## Dataset excerpts

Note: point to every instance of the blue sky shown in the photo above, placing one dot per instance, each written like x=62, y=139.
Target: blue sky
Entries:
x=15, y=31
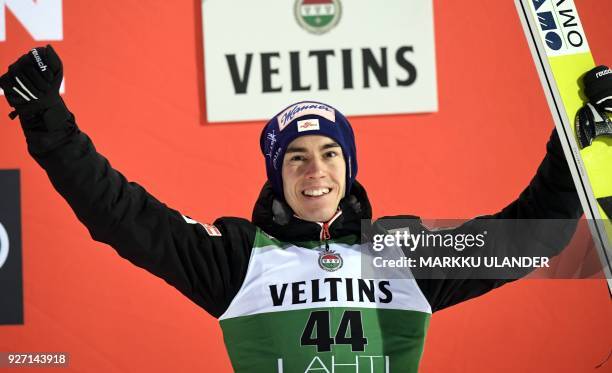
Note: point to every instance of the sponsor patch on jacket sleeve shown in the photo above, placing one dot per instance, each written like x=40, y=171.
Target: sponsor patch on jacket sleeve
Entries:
x=211, y=229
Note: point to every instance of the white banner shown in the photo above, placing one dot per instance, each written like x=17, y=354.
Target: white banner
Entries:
x=364, y=57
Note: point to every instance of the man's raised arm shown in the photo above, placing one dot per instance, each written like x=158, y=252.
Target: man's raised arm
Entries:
x=206, y=263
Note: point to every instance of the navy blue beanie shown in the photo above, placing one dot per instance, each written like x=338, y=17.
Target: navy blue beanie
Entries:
x=301, y=119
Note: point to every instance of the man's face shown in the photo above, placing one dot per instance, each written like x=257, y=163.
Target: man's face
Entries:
x=314, y=177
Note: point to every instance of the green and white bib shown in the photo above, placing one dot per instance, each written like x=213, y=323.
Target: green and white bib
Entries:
x=304, y=309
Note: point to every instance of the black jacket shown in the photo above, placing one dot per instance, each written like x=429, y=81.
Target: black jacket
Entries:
x=209, y=269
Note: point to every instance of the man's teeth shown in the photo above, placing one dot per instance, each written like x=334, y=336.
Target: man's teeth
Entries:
x=316, y=192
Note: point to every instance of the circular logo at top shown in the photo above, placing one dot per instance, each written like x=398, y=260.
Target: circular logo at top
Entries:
x=318, y=16
x=4, y=243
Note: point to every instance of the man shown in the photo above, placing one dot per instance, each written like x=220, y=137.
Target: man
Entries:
x=287, y=287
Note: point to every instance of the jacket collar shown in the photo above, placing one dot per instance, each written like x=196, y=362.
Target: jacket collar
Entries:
x=276, y=218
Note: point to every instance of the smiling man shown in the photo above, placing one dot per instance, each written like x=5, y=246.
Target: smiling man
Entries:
x=286, y=286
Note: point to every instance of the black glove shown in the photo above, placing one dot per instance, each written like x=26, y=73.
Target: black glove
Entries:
x=32, y=83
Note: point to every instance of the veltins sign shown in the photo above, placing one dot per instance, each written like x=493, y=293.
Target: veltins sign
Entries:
x=364, y=57
x=11, y=293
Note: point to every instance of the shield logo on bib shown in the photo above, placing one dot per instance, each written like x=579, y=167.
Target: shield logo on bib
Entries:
x=330, y=261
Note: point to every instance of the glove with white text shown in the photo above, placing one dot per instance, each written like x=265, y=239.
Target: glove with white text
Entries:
x=32, y=83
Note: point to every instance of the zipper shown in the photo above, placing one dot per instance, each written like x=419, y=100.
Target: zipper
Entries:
x=325, y=235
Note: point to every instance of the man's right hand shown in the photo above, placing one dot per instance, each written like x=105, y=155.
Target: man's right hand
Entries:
x=32, y=83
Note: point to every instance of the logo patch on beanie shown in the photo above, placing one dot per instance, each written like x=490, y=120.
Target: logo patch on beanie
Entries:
x=305, y=108
x=308, y=125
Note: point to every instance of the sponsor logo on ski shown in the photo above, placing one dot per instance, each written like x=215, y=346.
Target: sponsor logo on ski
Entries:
x=560, y=26
x=308, y=125
x=602, y=73
x=4, y=245
x=317, y=16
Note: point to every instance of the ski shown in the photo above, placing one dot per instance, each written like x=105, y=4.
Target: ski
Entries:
x=562, y=56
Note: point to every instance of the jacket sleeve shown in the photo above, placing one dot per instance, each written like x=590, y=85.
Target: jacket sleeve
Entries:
x=540, y=222
x=205, y=263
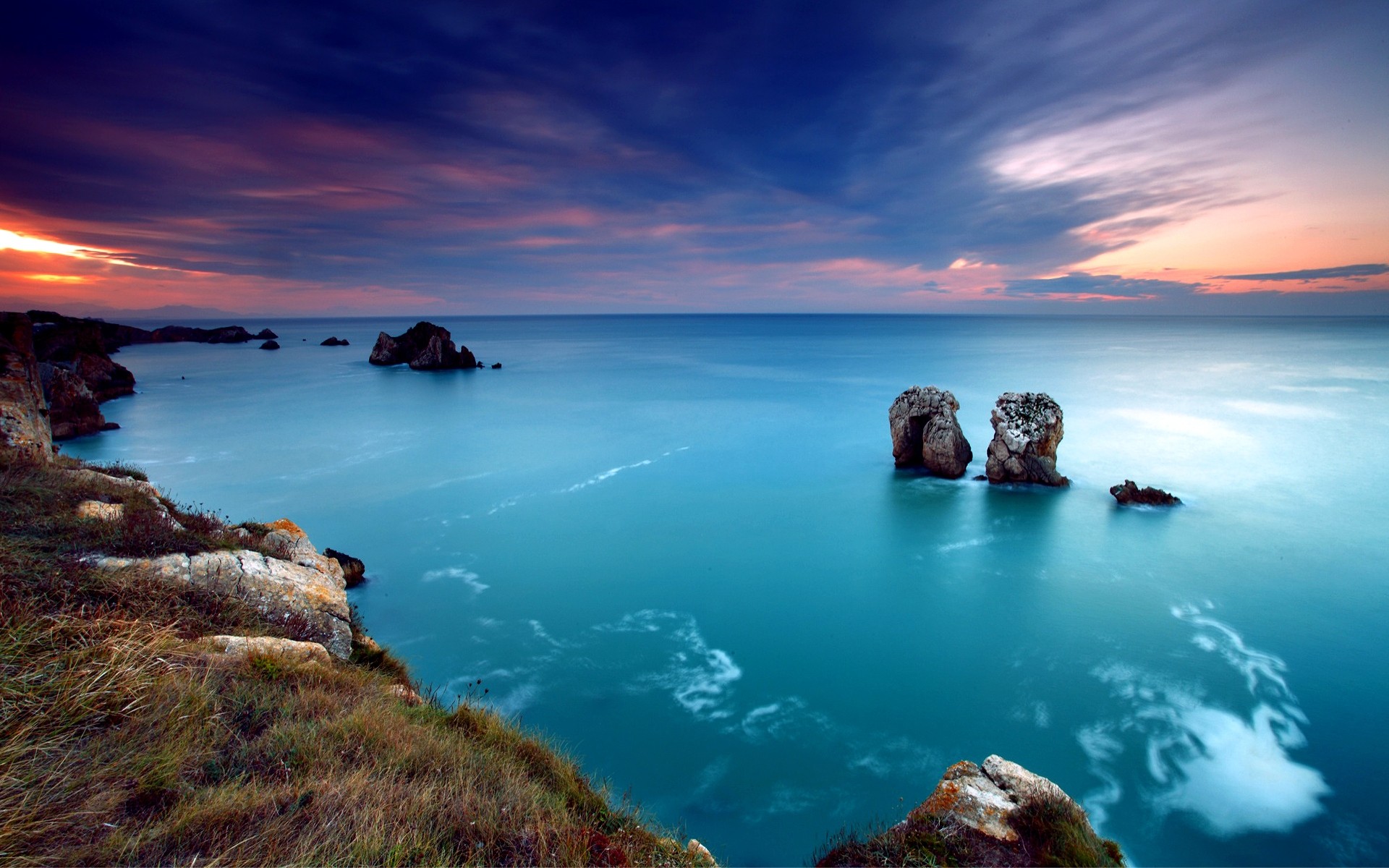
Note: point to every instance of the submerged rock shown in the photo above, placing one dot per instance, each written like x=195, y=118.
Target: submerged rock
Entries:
x=424, y=347
x=1129, y=493
x=1027, y=430
x=927, y=434
x=354, y=573
x=24, y=414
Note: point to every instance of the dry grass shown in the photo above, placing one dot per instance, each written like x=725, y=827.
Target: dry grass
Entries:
x=122, y=744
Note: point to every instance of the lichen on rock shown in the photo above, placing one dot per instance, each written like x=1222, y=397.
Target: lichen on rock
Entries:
x=1027, y=431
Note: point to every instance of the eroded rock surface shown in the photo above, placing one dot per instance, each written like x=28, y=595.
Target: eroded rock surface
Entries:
x=24, y=416
x=424, y=347
x=985, y=798
x=243, y=647
x=305, y=587
x=1027, y=430
x=927, y=434
x=1129, y=493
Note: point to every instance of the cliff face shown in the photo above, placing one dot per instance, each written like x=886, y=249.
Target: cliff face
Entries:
x=24, y=414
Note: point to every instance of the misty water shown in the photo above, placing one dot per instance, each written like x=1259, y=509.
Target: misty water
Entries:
x=679, y=548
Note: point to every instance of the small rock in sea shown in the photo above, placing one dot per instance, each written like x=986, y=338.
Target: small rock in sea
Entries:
x=1027, y=430
x=354, y=573
x=1129, y=493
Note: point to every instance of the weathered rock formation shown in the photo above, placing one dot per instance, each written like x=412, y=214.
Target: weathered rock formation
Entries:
x=1129, y=493
x=424, y=347
x=245, y=647
x=985, y=799
x=354, y=573
x=72, y=409
x=927, y=434
x=1027, y=430
x=305, y=590
x=24, y=414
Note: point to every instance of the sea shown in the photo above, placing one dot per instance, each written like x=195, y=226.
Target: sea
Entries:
x=678, y=548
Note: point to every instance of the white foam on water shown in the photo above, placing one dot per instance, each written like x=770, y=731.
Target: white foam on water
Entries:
x=462, y=574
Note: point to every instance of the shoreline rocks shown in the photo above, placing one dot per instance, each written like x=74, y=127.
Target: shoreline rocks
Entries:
x=1147, y=496
x=927, y=434
x=424, y=347
x=1027, y=431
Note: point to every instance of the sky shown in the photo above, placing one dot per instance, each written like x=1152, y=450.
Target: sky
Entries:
x=531, y=157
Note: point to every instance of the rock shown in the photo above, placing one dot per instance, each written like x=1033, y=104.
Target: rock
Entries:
x=306, y=587
x=102, y=511
x=406, y=694
x=1027, y=430
x=1129, y=493
x=354, y=573
x=245, y=647
x=24, y=414
x=72, y=409
x=424, y=347
x=985, y=799
x=927, y=434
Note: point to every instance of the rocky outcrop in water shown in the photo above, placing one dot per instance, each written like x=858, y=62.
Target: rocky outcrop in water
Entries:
x=303, y=590
x=24, y=414
x=927, y=434
x=424, y=347
x=1027, y=430
x=354, y=573
x=1147, y=496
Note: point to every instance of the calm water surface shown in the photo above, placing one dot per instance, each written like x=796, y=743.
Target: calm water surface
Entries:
x=678, y=545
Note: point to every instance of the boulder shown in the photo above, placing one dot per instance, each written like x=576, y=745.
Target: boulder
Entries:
x=303, y=588
x=424, y=347
x=245, y=647
x=985, y=799
x=24, y=414
x=1027, y=430
x=72, y=409
x=927, y=434
x=354, y=573
x=1129, y=493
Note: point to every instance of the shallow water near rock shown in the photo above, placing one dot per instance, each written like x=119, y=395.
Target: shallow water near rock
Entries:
x=678, y=545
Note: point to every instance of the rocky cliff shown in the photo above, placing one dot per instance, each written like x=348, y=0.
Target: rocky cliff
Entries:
x=24, y=414
x=1027, y=430
x=927, y=434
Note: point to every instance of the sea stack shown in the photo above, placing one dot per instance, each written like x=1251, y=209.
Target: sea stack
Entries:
x=424, y=347
x=927, y=434
x=1027, y=430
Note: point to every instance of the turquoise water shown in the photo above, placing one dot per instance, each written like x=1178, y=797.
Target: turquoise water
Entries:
x=678, y=545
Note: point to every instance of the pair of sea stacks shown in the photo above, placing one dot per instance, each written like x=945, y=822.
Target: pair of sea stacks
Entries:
x=1027, y=430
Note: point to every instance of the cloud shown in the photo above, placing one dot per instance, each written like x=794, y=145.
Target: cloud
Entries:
x=1097, y=288
x=1314, y=274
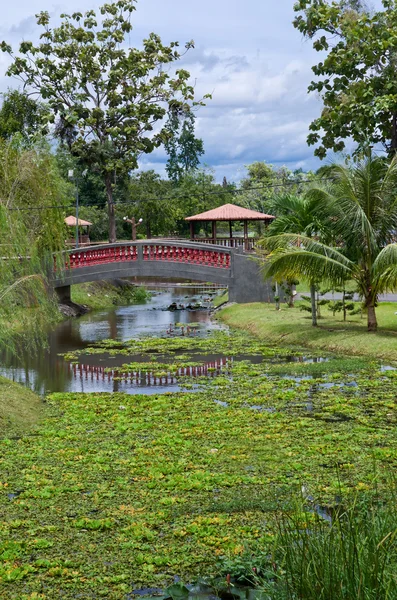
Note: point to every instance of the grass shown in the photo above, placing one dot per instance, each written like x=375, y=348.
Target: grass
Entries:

## Work to complete
Repeat the line containing "Note: point to every instance of the turquoise" and every line after it up to the end of the material above, exactly as they stand, minus the pictures.

## Solution
Note: point to every instance of the turquoise water shown in the photo above, placing one dot per instance, each written like x=1178, y=797.
Target: turquoise water
Entries:
x=678, y=545
Note: point to every instance of the pair of sea stacks shown in the photo above, placing one dot per instance, each written like x=945, y=822.
Target: pair of sea stacks
Entries:
x=1027, y=430
Note: point to every instance of the cloud shown in the photo above, placing one dot per instance, each written like x=794, y=145.
Target: cloud
Entries:
x=1097, y=288
x=1314, y=274
Note: point to every instance of the grass shown in the photo above, placing one dot per instance, each written like x=375, y=348.
Target: grass
Entries:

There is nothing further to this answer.